**QUOTED PASSAGE:**
In January 2018 Nikki Dumbrell, a Research Associate with The Centre for Global Food and Resources (GFAR) travelled to Lao Cai Province in Vietnam to evaluate and capture some of the impact of a GFAR-led research for development project.

The project is funded by the Australian Centre for International Agricultural Research and is improving the profitability and sustainability of vegetable farming systems in Lao Cai Province with a particular focus on engaging with women and ethnic minority groups that are moving from subsistence agriculture to including vegetable rotations in their farming systems to earn a cash income.

 

More information about the project can be found on the GFAR website: https://www.adelaide.edu.au/global-food/research/international-development/vietnam-vegetables/

On this trip Nikki also travelled with Cassie Hough, a journalist from ABC Rural.

This recent trip was Cassie’s second foray into this project. She first shared this research project with listeners of the South Australian Country Hour in 2016 when she interviewed Dr Suzie Newman an Adjunct Senior Fellow with GFAR (and project leader 2014-2016). You can catch that interview here: http://www.abc.net.au/news/rural/programs/sa-country-hour/2016-03-08/sa-country-hour-8-march-2016/7230002 (listen from about 19 min).

**DATASET CONTENT:**

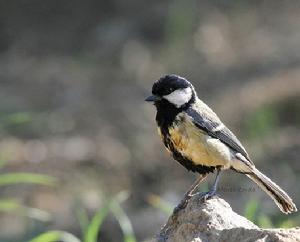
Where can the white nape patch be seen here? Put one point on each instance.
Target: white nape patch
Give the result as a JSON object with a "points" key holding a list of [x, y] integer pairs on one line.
{"points": [[218, 128], [179, 97]]}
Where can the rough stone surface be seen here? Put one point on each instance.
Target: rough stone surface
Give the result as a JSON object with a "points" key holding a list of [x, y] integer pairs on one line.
{"points": [[214, 220]]}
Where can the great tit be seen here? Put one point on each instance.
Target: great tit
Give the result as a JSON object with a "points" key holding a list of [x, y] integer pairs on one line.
{"points": [[196, 137]]}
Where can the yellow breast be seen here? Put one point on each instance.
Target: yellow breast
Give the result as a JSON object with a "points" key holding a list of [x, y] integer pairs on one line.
{"points": [[197, 146]]}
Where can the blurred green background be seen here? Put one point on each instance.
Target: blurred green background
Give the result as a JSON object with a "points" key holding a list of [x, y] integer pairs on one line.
{"points": [[79, 151]]}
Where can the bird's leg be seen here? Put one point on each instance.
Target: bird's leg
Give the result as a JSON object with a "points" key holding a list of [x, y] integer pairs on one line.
{"points": [[189, 193], [213, 190]]}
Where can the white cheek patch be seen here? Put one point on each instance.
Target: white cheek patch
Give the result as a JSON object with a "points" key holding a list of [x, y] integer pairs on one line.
{"points": [[180, 97]]}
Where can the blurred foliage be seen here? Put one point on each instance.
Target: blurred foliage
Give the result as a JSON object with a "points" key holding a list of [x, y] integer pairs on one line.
{"points": [[262, 122], [254, 214], [90, 230], [73, 79]]}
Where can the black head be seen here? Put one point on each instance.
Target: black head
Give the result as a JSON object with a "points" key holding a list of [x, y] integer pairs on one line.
{"points": [[172, 91]]}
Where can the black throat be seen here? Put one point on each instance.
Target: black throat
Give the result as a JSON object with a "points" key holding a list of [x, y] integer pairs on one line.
{"points": [[166, 112]]}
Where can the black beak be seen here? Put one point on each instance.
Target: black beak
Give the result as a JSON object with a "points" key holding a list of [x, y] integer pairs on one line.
{"points": [[152, 98]]}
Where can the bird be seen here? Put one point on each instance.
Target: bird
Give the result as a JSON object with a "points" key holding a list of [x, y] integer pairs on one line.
{"points": [[195, 136]]}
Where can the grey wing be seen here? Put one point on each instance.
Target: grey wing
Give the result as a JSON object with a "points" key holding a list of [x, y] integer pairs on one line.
{"points": [[217, 130]]}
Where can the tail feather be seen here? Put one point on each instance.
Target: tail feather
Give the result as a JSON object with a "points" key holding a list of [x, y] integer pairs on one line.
{"points": [[282, 200]]}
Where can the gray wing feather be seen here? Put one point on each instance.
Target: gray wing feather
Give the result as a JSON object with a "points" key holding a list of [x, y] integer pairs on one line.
{"points": [[225, 135]]}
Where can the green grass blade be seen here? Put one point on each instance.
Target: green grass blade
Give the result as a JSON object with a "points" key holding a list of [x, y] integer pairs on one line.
{"points": [[124, 222], [30, 178], [54, 236], [13, 206], [94, 227], [82, 219]]}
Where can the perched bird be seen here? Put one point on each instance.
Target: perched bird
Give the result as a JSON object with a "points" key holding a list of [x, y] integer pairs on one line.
{"points": [[198, 140]]}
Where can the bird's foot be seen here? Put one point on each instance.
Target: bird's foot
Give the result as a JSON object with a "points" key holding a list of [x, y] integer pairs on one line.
{"points": [[206, 195], [183, 203]]}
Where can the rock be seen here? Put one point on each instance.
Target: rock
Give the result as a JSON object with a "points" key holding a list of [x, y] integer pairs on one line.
{"points": [[214, 220]]}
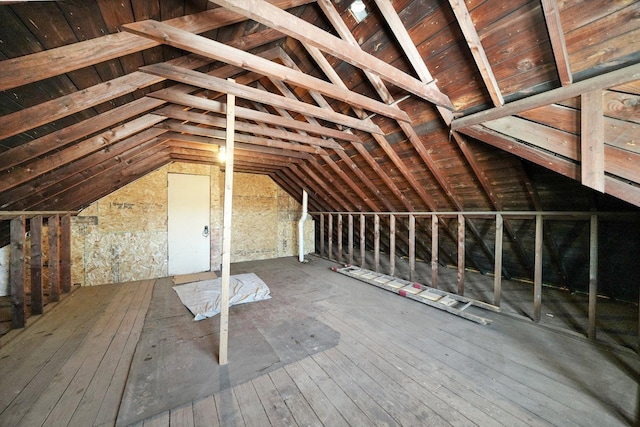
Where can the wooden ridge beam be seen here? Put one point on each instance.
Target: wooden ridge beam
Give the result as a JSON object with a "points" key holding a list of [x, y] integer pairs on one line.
{"points": [[305, 32], [248, 139], [179, 97], [49, 63], [556, 37], [188, 138], [206, 81], [68, 176], [22, 174], [212, 49], [475, 46], [178, 113]]}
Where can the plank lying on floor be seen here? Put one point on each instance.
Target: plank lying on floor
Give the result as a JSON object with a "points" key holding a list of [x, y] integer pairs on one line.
{"points": [[78, 371]]}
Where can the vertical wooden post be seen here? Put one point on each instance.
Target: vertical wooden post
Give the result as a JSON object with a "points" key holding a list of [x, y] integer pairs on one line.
{"points": [[461, 266], [340, 238], [321, 235], [330, 238], [412, 247], [350, 237], [376, 242], [35, 230], [392, 244], [17, 271], [435, 245], [593, 276], [363, 241], [497, 268], [54, 258], [226, 229], [65, 253], [537, 274]]}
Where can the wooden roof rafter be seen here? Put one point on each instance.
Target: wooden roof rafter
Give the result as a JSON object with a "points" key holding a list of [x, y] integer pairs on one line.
{"points": [[276, 18]]}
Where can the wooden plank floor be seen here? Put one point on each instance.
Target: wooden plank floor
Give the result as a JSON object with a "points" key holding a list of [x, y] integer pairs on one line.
{"points": [[397, 362]]}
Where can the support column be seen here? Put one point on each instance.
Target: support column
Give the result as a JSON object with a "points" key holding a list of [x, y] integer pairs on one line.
{"points": [[593, 276], [497, 269], [412, 247], [35, 231], [537, 275], [435, 245], [226, 229], [461, 255], [54, 258], [65, 253], [17, 271]]}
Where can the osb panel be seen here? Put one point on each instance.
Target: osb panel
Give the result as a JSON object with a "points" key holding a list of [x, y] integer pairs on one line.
{"points": [[124, 257], [140, 206], [4, 271]]}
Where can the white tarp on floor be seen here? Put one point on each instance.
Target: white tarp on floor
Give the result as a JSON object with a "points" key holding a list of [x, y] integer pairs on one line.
{"points": [[203, 298]]}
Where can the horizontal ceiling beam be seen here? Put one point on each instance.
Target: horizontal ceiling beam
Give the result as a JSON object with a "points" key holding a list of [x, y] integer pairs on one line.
{"points": [[213, 49], [26, 69], [603, 81], [206, 81], [175, 112], [274, 17]]}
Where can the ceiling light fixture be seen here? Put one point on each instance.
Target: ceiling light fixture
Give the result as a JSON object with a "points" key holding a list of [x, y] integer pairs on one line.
{"points": [[359, 10]]}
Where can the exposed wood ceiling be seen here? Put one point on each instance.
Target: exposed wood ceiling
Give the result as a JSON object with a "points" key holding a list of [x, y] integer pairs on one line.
{"points": [[423, 106]]}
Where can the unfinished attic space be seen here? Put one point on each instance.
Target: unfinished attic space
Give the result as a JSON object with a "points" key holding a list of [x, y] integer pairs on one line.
{"points": [[319, 212]]}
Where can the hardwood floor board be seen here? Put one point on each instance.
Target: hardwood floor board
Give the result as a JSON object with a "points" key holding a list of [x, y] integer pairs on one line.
{"points": [[182, 416], [273, 404], [90, 359], [228, 410], [396, 400], [343, 403], [111, 402], [299, 407], [103, 379], [205, 413], [251, 408], [379, 361], [45, 390], [31, 360], [160, 420], [548, 380], [326, 412], [354, 391], [463, 358]]}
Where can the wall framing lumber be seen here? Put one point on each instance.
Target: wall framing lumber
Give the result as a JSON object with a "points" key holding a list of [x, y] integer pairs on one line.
{"points": [[17, 271]]}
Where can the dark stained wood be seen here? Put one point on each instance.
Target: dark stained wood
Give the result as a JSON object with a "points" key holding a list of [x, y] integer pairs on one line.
{"points": [[36, 264], [17, 271]]}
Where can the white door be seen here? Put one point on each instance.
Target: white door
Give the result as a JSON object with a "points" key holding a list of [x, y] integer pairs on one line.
{"points": [[188, 224]]}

**OBJECTIVE:** According to the Lao Cai vegetable project text, which organization funds the project?

**FULL OUTPUT:** The Australian Centre for International Agricultural Research.